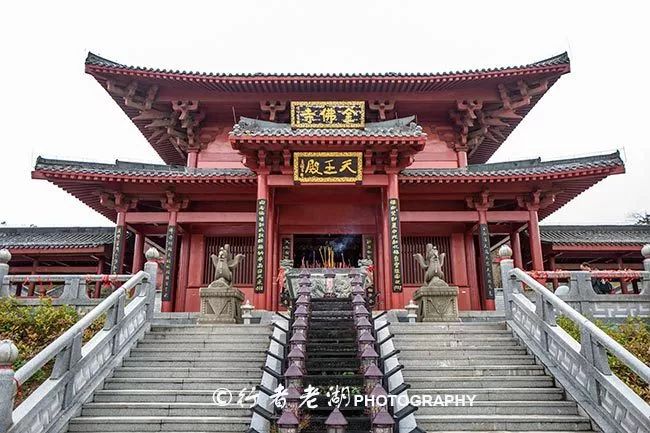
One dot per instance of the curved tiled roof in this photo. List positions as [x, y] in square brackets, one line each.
[95, 60]
[404, 127]
[55, 237]
[525, 167]
[137, 169]
[596, 234]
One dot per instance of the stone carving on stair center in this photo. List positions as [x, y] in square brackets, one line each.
[437, 301]
[220, 301]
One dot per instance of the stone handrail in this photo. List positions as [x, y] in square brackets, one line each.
[74, 290]
[581, 368]
[78, 369]
[607, 274]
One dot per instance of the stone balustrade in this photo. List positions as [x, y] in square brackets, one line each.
[78, 368]
[582, 368]
[580, 295]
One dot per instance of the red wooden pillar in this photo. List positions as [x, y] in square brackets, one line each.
[138, 253]
[119, 239]
[462, 158]
[192, 158]
[98, 284]
[535, 240]
[515, 243]
[470, 254]
[552, 267]
[260, 299]
[183, 273]
[622, 282]
[32, 286]
[459, 271]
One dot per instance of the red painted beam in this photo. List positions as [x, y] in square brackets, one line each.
[53, 270]
[595, 248]
[287, 180]
[190, 217]
[60, 251]
[461, 216]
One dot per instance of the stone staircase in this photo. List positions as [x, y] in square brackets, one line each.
[332, 361]
[168, 380]
[513, 393]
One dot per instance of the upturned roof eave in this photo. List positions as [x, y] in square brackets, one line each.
[556, 64]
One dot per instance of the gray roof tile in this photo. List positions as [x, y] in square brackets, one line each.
[137, 168]
[95, 60]
[404, 127]
[520, 168]
[596, 235]
[55, 237]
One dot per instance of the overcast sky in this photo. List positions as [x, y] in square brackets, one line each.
[51, 108]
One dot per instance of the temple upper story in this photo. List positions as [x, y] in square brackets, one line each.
[415, 120]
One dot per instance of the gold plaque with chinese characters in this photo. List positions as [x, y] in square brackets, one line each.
[330, 167]
[328, 114]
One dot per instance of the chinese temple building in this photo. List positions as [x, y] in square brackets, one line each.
[326, 169]
[62, 250]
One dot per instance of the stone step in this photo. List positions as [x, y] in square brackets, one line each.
[548, 407]
[122, 409]
[158, 424]
[481, 382]
[451, 344]
[461, 352]
[448, 326]
[503, 422]
[499, 394]
[240, 346]
[414, 359]
[213, 329]
[180, 353]
[187, 372]
[183, 361]
[475, 370]
[447, 339]
[234, 384]
[154, 396]
[182, 338]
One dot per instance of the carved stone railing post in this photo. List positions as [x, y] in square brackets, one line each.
[645, 252]
[508, 282]
[581, 285]
[148, 288]
[66, 361]
[5, 256]
[8, 355]
[74, 288]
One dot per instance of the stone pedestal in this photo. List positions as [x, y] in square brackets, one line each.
[437, 302]
[220, 304]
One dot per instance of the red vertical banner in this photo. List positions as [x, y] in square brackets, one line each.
[119, 241]
[395, 249]
[260, 244]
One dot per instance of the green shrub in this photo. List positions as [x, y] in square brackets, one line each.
[634, 335]
[33, 328]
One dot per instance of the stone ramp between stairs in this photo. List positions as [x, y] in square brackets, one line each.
[166, 384]
[513, 392]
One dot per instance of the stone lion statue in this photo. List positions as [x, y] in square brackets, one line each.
[224, 263]
[431, 263]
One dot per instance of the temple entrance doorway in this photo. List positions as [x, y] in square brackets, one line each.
[326, 251]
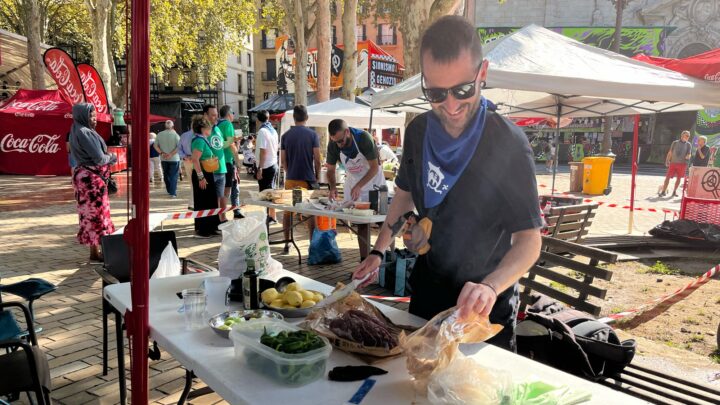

------------------------------------------------------------------------

● **PROBLEM**
What is needed is every entry above, repeated exactly, with the pictures dropped.

● **ANSWER FOR THIS EXERCISE**
One dot per instance of the curved tiled roof in this photo. List positions as [x, y] in square brackets, one line each.
[95, 60]
[404, 127]
[55, 237]
[525, 167]
[137, 169]
[596, 234]
One dot per instance of the stone carving on stair center in this photo. List positions as [x, y] in square brackets, one line each.
[437, 301]
[220, 301]
One dot per instance of the stone handrail in this photo. List positions as [x, y] in square brackets, one line each.
[74, 290]
[581, 368]
[78, 369]
[607, 274]
One dot per instance of the stone balustrade in this photo. List positions as [x, y] in square brackets, one line each.
[78, 368]
[582, 368]
[580, 295]
One dot per instance of the red wooden pillar in this photo. List positions as [x, y] in square brackets, one line each.
[138, 253]
[119, 239]
[462, 158]
[192, 158]
[98, 284]
[535, 240]
[515, 243]
[470, 254]
[552, 267]
[260, 299]
[183, 273]
[622, 282]
[32, 286]
[459, 271]
One dot per instance of the red painted beam in this photo. List positions as [x, y] in square brackets, one line each.
[53, 270]
[595, 248]
[287, 180]
[190, 217]
[60, 251]
[461, 216]
One dot per instance of the stone staircase in this photo. List positions as [x, y] in square brackets, one line each.
[332, 361]
[168, 380]
[513, 393]
One dot per instance of the upturned roof eave in this photo. List positions as [x, y] in square brackets, one line each.
[556, 64]
One dot per instance of the gray roof tile in this photo. List positions as [x, y] in square brackets, one line each.
[137, 168]
[95, 60]
[404, 127]
[520, 168]
[596, 235]
[55, 237]
One dot per instance of the overcast sky in this photo. List positions as [x, y] in square brackets, one line each.
[51, 108]
One dot per instance of the temple upper story in this photo. List positions as [x, y] in square brackets, one line each.
[415, 120]
One dot per instance of the gold plaque with chinese characters in this photo. List positions as [x, y] in square brackets, one line each.
[330, 167]
[328, 114]
One dot per instance of the chinese temple building in this photo. List positions as [x, y] in square brackets, one line each.
[326, 169]
[62, 250]
One dot per instance of the stone step in this photo. List positions as [x, y] in square brackets, one line each.
[548, 407]
[122, 409]
[158, 424]
[481, 382]
[451, 344]
[461, 352]
[448, 326]
[503, 422]
[499, 394]
[240, 346]
[414, 359]
[213, 329]
[180, 353]
[187, 372]
[183, 361]
[475, 370]
[447, 339]
[234, 384]
[154, 396]
[182, 338]
One dot per instance of the carved stone railing post in this photo. List positions as [x, y] in square brackets, one line each.
[645, 252]
[508, 282]
[581, 285]
[148, 288]
[66, 361]
[5, 256]
[8, 355]
[74, 288]
One dot per instance of the stone pedestal in this photo. List positions as [x, y] in square brackets, one line each.
[437, 302]
[220, 304]
One dot per instance of the red vertical banner in this photo. List positions as [x, y] in square brackets, one line each.
[119, 241]
[395, 249]
[260, 244]
One dot per instance of the green shrub in this photo. List positions as [x, y] in square brackets, one line each.
[634, 335]
[33, 328]
One dot per instance of the stone ramp between stairs in this photo. List positions as [x, y] in square brackets, one line each.
[166, 384]
[513, 392]
One dot per instance of the stone lion statue in this photo. List positions as [x, y] in square brackets, one line each.
[224, 263]
[431, 263]
One dot per instance of the temple entrance doorway in this photo. List positions as [x, y] in square brackets, one line each.
[326, 251]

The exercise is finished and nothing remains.